### [EXERCISE DESCRIPTION]
Write out the records from the start through the line that contains "top-left (0, 239), bottom-right (404, 300)", both ends included, keeping every line. Move each coordinate in the answers by adding 147 to it, and leave all other numbers unchanged.

### [RECORDS TO PROCESS]
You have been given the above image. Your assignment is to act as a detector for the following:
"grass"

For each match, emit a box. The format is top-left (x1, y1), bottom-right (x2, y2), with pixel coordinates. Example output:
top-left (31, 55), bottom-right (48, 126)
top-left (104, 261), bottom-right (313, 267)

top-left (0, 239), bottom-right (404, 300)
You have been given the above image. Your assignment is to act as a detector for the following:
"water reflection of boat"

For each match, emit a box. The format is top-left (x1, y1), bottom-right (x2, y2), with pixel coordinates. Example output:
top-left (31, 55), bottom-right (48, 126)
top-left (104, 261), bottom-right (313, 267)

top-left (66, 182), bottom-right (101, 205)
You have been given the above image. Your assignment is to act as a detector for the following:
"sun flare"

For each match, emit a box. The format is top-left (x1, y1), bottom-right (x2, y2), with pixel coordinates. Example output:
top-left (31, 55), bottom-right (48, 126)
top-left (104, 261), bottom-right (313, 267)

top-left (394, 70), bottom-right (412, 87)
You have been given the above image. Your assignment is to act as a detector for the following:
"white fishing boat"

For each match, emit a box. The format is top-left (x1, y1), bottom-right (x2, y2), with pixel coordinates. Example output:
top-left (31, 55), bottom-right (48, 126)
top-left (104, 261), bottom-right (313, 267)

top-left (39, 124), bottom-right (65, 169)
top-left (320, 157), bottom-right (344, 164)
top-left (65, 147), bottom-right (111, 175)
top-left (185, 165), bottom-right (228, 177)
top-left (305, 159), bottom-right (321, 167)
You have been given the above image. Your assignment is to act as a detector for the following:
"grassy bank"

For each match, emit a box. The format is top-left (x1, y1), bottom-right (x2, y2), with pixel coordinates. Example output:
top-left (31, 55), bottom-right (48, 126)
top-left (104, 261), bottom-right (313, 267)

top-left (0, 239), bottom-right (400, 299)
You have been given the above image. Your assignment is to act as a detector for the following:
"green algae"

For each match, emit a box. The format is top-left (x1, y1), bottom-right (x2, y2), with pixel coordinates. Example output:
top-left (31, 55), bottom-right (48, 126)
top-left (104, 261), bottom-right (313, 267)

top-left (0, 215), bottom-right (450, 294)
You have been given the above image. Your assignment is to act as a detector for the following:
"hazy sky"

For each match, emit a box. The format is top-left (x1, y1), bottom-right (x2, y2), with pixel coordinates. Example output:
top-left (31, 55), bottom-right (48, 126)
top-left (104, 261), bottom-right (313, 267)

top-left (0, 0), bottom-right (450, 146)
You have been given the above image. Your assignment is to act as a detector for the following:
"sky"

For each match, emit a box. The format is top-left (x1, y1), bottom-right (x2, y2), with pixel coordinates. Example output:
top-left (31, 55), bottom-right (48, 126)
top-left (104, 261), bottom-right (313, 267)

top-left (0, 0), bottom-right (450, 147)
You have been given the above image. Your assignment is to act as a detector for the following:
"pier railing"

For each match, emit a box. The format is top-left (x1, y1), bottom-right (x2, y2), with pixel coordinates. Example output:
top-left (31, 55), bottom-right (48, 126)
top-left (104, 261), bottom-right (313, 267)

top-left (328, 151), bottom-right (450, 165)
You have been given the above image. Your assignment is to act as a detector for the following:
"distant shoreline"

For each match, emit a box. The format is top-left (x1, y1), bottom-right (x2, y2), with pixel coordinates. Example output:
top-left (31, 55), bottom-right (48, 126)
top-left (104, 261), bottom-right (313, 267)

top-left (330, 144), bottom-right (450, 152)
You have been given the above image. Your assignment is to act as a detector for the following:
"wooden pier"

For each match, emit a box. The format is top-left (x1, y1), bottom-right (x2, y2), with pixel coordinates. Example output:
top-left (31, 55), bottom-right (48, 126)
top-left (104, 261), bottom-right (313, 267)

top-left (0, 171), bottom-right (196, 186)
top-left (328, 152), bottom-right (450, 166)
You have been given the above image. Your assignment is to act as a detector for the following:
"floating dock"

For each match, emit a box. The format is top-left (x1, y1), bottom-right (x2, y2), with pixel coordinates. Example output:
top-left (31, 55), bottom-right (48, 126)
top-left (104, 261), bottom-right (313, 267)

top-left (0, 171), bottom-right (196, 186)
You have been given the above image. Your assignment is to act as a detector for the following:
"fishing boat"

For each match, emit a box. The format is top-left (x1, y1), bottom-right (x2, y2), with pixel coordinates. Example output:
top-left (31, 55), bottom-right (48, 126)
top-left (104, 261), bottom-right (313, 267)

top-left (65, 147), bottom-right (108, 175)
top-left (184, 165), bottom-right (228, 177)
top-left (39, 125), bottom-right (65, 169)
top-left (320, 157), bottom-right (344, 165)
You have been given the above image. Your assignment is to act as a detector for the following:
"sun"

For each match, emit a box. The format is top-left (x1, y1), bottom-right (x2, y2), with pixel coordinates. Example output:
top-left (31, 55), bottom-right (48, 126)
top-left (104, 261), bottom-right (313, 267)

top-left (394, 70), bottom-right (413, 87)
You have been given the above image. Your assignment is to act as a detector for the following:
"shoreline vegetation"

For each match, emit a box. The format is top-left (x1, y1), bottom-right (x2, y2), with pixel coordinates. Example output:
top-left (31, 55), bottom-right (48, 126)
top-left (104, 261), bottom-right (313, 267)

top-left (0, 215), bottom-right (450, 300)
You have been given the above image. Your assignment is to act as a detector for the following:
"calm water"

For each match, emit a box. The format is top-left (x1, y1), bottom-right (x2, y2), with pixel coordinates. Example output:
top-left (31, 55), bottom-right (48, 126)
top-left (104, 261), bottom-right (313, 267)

### [SOLUTION BELOW]
You have been given the above image. Your assignment is to act as a detector for the following:
"grass"

For each match, emit a box. The format is top-left (x1, y1), bottom-right (x2, y2), with pixel coordinates. Example output:
top-left (31, 55), bottom-right (48, 126)
top-left (104, 261), bottom-right (313, 267)

top-left (147, 386), bottom-right (551, 447)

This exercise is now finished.